Written task: Pick out and copy every line below that contains the string "target". Case counts.

BEGIN Input records

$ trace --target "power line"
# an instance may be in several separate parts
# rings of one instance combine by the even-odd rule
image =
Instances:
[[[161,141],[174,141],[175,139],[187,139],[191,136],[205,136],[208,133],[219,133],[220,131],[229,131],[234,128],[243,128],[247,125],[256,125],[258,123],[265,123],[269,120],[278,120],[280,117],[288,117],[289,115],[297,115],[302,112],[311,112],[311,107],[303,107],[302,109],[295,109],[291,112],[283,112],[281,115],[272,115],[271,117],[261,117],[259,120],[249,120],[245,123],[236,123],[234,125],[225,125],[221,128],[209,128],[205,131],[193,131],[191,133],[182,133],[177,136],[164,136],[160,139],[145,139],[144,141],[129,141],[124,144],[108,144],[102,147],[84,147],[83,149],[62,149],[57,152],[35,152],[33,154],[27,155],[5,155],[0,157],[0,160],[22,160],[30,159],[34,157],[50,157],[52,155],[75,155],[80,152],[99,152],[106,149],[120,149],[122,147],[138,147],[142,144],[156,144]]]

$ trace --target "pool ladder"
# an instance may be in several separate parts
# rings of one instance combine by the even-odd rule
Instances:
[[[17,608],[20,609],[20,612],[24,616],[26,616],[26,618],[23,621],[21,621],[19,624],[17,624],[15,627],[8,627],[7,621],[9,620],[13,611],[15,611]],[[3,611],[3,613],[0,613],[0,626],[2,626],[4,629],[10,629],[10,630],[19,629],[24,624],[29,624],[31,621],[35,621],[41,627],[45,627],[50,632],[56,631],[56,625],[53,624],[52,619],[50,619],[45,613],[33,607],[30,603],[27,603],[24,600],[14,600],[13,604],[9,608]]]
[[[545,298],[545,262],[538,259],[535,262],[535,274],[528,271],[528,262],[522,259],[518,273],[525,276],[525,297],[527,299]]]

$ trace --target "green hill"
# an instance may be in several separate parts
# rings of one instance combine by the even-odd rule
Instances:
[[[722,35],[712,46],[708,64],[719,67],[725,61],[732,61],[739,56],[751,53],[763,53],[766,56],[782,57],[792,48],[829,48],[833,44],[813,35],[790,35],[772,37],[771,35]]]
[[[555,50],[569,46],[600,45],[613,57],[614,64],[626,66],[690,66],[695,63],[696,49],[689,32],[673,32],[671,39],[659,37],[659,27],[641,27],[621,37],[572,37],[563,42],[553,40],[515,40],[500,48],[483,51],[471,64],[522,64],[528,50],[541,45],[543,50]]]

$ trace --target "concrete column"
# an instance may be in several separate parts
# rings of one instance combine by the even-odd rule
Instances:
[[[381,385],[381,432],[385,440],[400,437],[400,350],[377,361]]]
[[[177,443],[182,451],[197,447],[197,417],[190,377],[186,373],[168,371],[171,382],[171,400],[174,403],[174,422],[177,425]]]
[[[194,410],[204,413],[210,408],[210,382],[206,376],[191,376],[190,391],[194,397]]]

END Input records

Answer for the task:
$ trace --target "power line"
$ trace --target "pool ladder"
$ trace --target "green hill"
$ trace --target "concrete column"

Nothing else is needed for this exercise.